::: Document text

Monday, April 30, 2007

You get weird responses to reviews sometimes. You expect to receive "you liked it, I thought it sucked" responses or the reverse as well as replies that add to the information, dispute it, what have you. You even anticipate hearing from those who are convinced you have an evil agenda, are part of a cabal determined to topple all they consider holy and good in favor of the execrable crap you like.

But sometimes I have no clue what people are going on about, why they bothered to set fingertips to keyboards. I posted a write-up of the Tilbury/Beckett disc at Bags the other day, one that I greatly enjoy. Walter Horn, who I know pretty well and who, in fact, was really the first person to convince me to write about this stuff in more than a poster capacity way back when, threw in a sarcastic line (reprinted in its entirety):

I didn't know that, in addition to reviews of movies, comic books and chocolate bars, I could also find reviews of radio plays and suchlike here at bags. Sweet. There's like nothing at all we bags guys don't know, is there?

I've no idea what to make of that. I assume he objects to the fact that I reviewed a radio play. Now, had he asked about my background knowledge in such, something I in fact alluded to in the body of the review (that is to say, not so much), fine. Were someone to post, "I've heard a dozen renditions of 'Cascando' and you might want to hear X, Y and Z before you assign such high marks to Tilbury because, in that context, he ain't no hot stuff!" again, fine. But posts like the above come across as snippy and crabby, nothing more. I happen to know that Walt, in many areas, knows his stuff very well so the remark is all the more baffling.

::::::

* _Tasks to carry out_
a) In the blog post, what did the author post a write-up of at Bags?
b) Please rewrite the entire listing with "instance outlines" swapped for "object outlines" wherever it occurs, leaving the pictures out.
The listing has no connection to the blog post.

::: Material for this exercise

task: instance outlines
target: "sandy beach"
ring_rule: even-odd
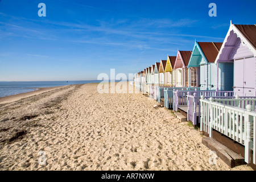
[[[154,108],[154,100],[100,94],[97,85],[1,98],[0,169],[253,170],[230,168],[220,158],[209,163],[200,130]]]

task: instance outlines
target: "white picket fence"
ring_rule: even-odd
[[[212,130],[214,129],[244,145],[245,161],[247,163],[250,163],[250,150],[253,149],[253,163],[256,164],[256,112],[251,111],[253,106],[251,105],[254,105],[253,110],[254,111],[256,99],[236,98],[233,100],[214,100],[212,97],[208,100],[202,96],[200,99],[201,131],[212,137]],[[234,101],[232,103],[235,106],[226,104],[228,103],[225,104],[225,101]],[[220,103],[221,102],[222,103]],[[242,102],[250,104],[242,105]]]

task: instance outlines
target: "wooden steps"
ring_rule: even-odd
[[[212,138],[203,138],[202,143],[215,151],[216,155],[231,168],[246,164],[244,158]]]

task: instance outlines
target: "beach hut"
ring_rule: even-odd
[[[188,69],[192,51],[178,50],[174,70],[174,86],[176,87],[188,87]]]
[[[222,85],[229,82],[229,88],[233,85],[235,95],[256,96],[255,57],[256,26],[234,24],[230,22],[215,63],[221,68],[221,73],[232,73],[233,82],[230,78],[227,79],[223,77],[222,74],[220,74],[220,76],[217,78],[219,83],[217,89],[223,89]]]
[[[154,80],[154,74],[155,74],[155,64],[152,65],[151,67],[151,84],[155,84],[155,80]]]
[[[166,69],[164,69],[164,85],[173,86],[173,70],[176,56],[167,56]]]
[[[159,84],[160,85],[163,86],[164,85],[164,70],[166,69],[166,63],[167,60],[162,60],[160,61],[159,67]]]
[[[216,90],[217,71],[214,61],[222,44],[220,42],[195,42],[188,65],[189,88]]]
[[[148,67],[148,72],[147,74],[148,78],[148,84],[150,84],[151,83],[151,67]]]
[[[155,62],[155,70],[154,70],[154,80],[155,81],[155,85],[159,85],[159,67],[160,67],[160,63]]]

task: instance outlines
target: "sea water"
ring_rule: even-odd
[[[60,81],[0,81],[0,97],[37,90],[38,88],[100,82],[101,80]]]

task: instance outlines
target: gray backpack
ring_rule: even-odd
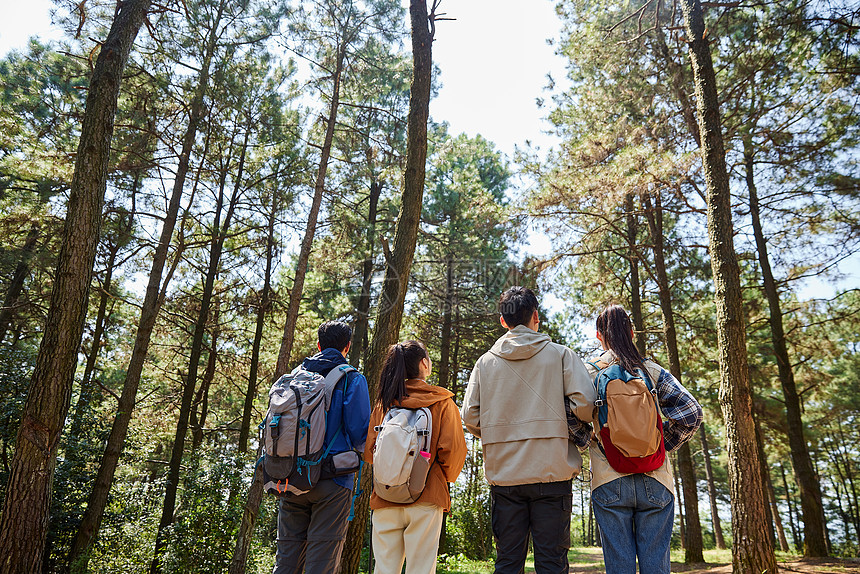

::::::

* _Solutions for each task_
a) The Tilbury/Beckett disc.

b)
task: object outlines
target: "sandy beach"
ring_rule: even-odd
[[[154,108],[154,100],[100,94],[97,85],[1,98],[0,169],[253,170],[230,168],[220,158],[209,163],[200,130]]]

task: object outlines
target: "white picket fence"
ring_rule: even-odd
[[[212,130],[214,129],[244,145],[245,161],[247,163],[250,163],[250,150],[253,149],[253,163],[256,164],[256,112],[251,111],[253,106],[251,105],[254,105],[253,110],[254,111],[256,99],[236,98],[233,100],[214,100],[212,97],[208,100],[202,96],[200,99],[201,131],[212,137]],[[234,101],[232,103],[235,106],[226,104],[228,103],[225,104],[225,101]],[[220,103],[221,102],[222,103]],[[242,102],[250,104],[242,105]]]

task: object outlines
target: "wooden steps"
ring_rule: even-odd
[[[212,138],[203,138],[202,143],[215,151],[216,155],[231,168],[246,164],[244,158]]]

task: object outlines
target: "beach hut"
ring_rule: even-odd
[[[188,69],[192,51],[178,50],[174,70],[174,86],[176,87],[188,87]]]
[[[222,85],[229,82],[229,88],[233,85],[235,95],[256,96],[255,57],[256,26],[234,24],[230,22],[215,63],[221,68],[221,73],[232,73],[233,82],[230,78],[227,79],[223,77],[222,74],[220,74],[220,76],[217,78],[219,83],[217,89],[223,89]]]
[[[154,80],[154,74],[155,74],[155,64],[152,65],[151,67],[151,84],[155,84],[155,80]]]
[[[166,69],[164,69],[164,85],[173,86],[173,70],[176,56],[167,56]]]
[[[159,84],[160,85],[163,86],[164,85],[164,70],[166,69],[166,63],[167,60],[162,60],[160,61],[159,67]]]
[[[216,90],[217,71],[214,61],[222,44],[220,42],[195,42],[188,65],[189,88]]]
[[[148,67],[148,72],[147,74],[148,78],[148,84],[150,84],[151,83],[151,67]]]
[[[155,62],[155,70],[154,70],[154,80],[155,81],[155,85],[159,85],[159,67],[160,67],[160,63]]]

task: object outlines
target: "sea water"
ring_rule: even-odd
[[[60,81],[0,81],[0,97],[37,90],[38,88],[100,82],[101,80]]]

task: object outlines
target: gray backpack
ring_rule: even-odd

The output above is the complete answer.